PROBLEM: Output the data below only from the line containing "Query: boy's nose" up to and including the line containing "find shoulder strap", exact and with the pictures left out.

[Image point grounding data]
=-=-=-=-=
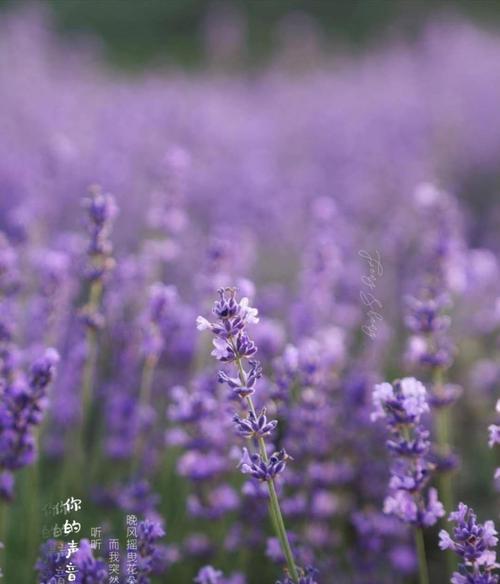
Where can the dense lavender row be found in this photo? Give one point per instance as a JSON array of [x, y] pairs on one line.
[[353, 305]]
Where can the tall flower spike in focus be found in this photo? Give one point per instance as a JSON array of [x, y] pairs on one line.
[[233, 346], [23, 405], [401, 405], [474, 543], [101, 212]]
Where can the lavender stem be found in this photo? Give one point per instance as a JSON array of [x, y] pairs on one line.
[[274, 506], [422, 560]]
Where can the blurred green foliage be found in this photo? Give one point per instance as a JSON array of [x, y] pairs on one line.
[[138, 32]]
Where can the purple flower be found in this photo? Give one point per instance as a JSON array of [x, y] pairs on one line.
[[475, 544], [254, 426], [402, 405], [263, 470]]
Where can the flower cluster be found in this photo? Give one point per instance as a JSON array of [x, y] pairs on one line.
[[101, 211], [22, 408], [233, 345], [148, 553], [474, 543], [402, 405]]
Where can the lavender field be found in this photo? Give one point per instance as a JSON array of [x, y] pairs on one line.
[[249, 318]]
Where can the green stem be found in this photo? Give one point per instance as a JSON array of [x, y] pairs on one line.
[[443, 443], [3, 534], [145, 391], [423, 574], [274, 506]]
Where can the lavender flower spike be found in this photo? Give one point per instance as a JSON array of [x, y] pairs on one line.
[[474, 543], [402, 405], [234, 347]]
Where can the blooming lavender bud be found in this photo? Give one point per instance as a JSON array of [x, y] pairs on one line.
[[43, 370], [475, 544], [101, 211], [261, 470], [425, 315], [254, 426], [402, 405], [309, 576], [90, 569], [148, 534], [209, 575], [92, 318]]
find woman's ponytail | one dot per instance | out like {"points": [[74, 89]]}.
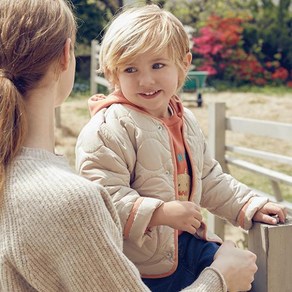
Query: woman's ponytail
{"points": [[13, 123]]}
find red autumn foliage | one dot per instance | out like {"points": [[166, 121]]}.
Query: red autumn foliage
{"points": [[220, 45]]}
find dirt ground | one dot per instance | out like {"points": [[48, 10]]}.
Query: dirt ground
{"points": [[74, 116]]}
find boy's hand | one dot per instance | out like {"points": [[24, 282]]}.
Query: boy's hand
{"points": [[271, 213], [181, 215]]}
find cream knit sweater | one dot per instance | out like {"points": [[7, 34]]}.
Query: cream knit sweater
{"points": [[60, 232]]}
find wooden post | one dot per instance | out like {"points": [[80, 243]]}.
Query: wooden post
{"points": [[58, 117], [272, 245], [93, 66], [216, 141], [216, 133]]}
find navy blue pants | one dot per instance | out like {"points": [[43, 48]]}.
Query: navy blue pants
{"points": [[194, 255]]}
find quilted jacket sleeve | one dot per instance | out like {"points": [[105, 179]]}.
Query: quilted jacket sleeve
{"points": [[105, 154]]}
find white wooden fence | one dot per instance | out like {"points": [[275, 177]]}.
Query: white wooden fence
{"points": [[272, 244]]}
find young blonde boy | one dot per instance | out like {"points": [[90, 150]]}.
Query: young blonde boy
{"points": [[150, 153]]}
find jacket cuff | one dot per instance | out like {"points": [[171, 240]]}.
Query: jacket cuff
{"points": [[139, 218], [210, 280], [247, 212]]}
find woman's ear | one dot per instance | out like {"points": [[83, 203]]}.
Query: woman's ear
{"points": [[66, 55]]}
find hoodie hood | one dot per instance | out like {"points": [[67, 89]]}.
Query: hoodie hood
{"points": [[98, 102]]}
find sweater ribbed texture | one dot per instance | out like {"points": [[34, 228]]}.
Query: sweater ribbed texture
{"points": [[60, 232]]}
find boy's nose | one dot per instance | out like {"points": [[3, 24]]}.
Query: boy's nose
{"points": [[146, 79]]}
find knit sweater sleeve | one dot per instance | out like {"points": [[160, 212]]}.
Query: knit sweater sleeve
{"points": [[85, 248], [82, 251]]}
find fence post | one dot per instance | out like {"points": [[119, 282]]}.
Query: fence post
{"points": [[93, 66], [58, 117], [216, 141], [272, 245]]}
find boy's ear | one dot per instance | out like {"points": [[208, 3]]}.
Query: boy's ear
{"points": [[65, 57], [188, 60]]}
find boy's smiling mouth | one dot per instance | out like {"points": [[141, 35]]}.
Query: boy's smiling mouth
{"points": [[150, 94]]}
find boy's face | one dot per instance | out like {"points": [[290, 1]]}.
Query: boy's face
{"points": [[149, 81]]}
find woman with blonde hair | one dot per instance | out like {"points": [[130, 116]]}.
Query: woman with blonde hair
{"points": [[58, 231]]}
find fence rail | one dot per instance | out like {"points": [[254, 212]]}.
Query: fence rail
{"points": [[271, 243]]}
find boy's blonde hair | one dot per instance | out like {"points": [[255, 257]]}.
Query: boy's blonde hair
{"points": [[138, 30]]}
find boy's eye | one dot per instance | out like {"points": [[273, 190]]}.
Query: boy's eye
{"points": [[157, 66], [130, 70]]}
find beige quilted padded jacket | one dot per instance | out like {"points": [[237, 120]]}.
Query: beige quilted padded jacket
{"points": [[129, 152]]}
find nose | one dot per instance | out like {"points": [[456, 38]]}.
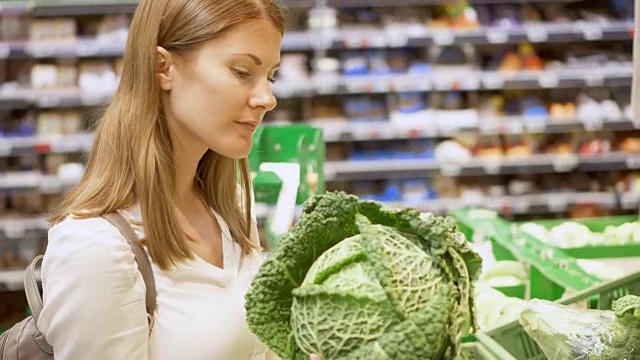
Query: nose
{"points": [[262, 96]]}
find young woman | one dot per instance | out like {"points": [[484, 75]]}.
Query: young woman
{"points": [[170, 153]]}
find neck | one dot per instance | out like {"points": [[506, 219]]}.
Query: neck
{"points": [[187, 155]]}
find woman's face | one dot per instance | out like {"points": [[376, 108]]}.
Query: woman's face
{"points": [[217, 97]]}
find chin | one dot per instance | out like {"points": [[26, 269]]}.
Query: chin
{"points": [[236, 154]]}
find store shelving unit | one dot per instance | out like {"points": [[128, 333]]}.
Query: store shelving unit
{"points": [[298, 97]]}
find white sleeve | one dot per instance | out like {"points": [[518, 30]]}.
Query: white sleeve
{"points": [[94, 295]]}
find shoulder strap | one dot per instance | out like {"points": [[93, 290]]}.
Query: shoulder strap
{"points": [[144, 265]]}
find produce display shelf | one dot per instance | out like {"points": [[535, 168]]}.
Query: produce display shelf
{"points": [[513, 338]]}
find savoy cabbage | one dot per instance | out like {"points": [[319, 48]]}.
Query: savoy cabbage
{"points": [[355, 280]]}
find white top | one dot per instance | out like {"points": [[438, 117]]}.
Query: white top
{"points": [[94, 299]]}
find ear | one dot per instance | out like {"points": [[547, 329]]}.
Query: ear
{"points": [[164, 68]]}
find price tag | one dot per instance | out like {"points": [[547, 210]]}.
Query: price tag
{"points": [[50, 185], [89, 98], [412, 133], [629, 201], [564, 163], [88, 48], [497, 36], [397, 38], [471, 83], [380, 86], [443, 37], [513, 127], [332, 131], [5, 147], [521, 206], [451, 169], [594, 78], [423, 84], [535, 126], [593, 125], [557, 203], [537, 33], [492, 166], [592, 32], [489, 128], [14, 229], [449, 131], [403, 84], [353, 40], [326, 88], [633, 162], [41, 50], [549, 80], [49, 100], [5, 51], [493, 81]]}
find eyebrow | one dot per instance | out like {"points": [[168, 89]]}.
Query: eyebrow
{"points": [[256, 59]]}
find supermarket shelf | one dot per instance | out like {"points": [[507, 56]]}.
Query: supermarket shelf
{"points": [[341, 130], [477, 80], [14, 7], [535, 164], [37, 144], [50, 8], [616, 161], [11, 280], [421, 35], [82, 48], [473, 80], [306, 40], [519, 204], [394, 3]]}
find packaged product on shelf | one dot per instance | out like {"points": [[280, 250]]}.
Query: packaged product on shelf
{"points": [[367, 108], [113, 29], [14, 27], [72, 122], [519, 146], [98, 78], [44, 76], [488, 147], [563, 332], [50, 124], [293, 67]]}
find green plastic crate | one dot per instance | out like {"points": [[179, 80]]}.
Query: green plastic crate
{"points": [[597, 225], [551, 271], [515, 341], [484, 350]]}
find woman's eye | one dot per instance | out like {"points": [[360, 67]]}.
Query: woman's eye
{"points": [[241, 73]]}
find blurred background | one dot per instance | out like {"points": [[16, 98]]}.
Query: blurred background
{"points": [[519, 107]]}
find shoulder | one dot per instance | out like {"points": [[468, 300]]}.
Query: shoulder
{"points": [[96, 230], [92, 244]]}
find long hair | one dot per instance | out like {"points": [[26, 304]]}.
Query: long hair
{"points": [[131, 160]]}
=-=-=-=-=
REPLY:
Query: boy's nose
{"points": [[146, 79]]}
find knit sweater sleeve | one dot per instance | out like {"points": [[160, 212]]}.
Query: knit sweater sleeve
{"points": [[85, 248], [82, 251]]}
find fence post | one dot per instance | out like {"points": [[119, 282]]}.
Query: fence post
{"points": [[93, 66], [58, 117], [216, 141], [272, 245]]}
find boy's ear | one dot per instance | out like {"points": [[208, 3]]}.
Query: boy's ear
{"points": [[65, 57], [188, 60]]}
find boy's smiling mouth | one dot per instance | out like {"points": [[141, 35]]}.
Query: boy's smiling mouth
{"points": [[150, 94]]}
find boy's face | one dot per instance | out like {"points": [[290, 1]]}.
Query: boy's face
{"points": [[149, 81]]}
find woman with blonde hair | one dot per instance | out like {"points": [[130, 116]]}.
Query: woman with blonde hair
{"points": [[58, 231]]}
find fence rail | one dot per instance | out like {"points": [[254, 212]]}.
Query: fence rail
{"points": [[271, 243]]}
find boy's blonde hair | one dot per instance | out like {"points": [[255, 257]]}.
Query: boy's blonde hair
{"points": [[138, 30]]}
find boy's eye | one dot per instance | out like {"points": [[273, 190]]}.
Query: boy's eye
{"points": [[157, 66], [130, 70]]}
find beige quilted padded jacket | one dot per instance | out like {"points": [[237, 120]]}.
Query: beige quilted padded jacket
{"points": [[129, 152]]}
find nose | one dot per instance | out like {"points": [[456, 38]]}.
Query: nose
{"points": [[262, 96]]}
find young woman | one dot per instance | out like {"points": [[484, 75]]}.
Query: young woman
{"points": [[170, 153]]}
find neck | one dot per instance | out like {"points": [[506, 219]]}.
Query: neck
{"points": [[187, 155]]}
find woman's face | one dot per instance | out like {"points": [[376, 108]]}.
Query: woman's face
{"points": [[217, 97]]}
find chin | one dot per instance | out like {"points": [[26, 269]]}.
Query: chin
{"points": [[236, 154]]}
find store shelving unit | one dot per instance | out like {"points": [[128, 333]]}.
Query: store shelving unit
{"points": [[298, 97]]}
find white sleeve | one dot per instance | out like {"points": [[518, 30]]}.
Query: white sleeve
{"points": [[94, 295]]}
find shoulder strap | one dot per instance | out like {"points": [[93, 290]]}.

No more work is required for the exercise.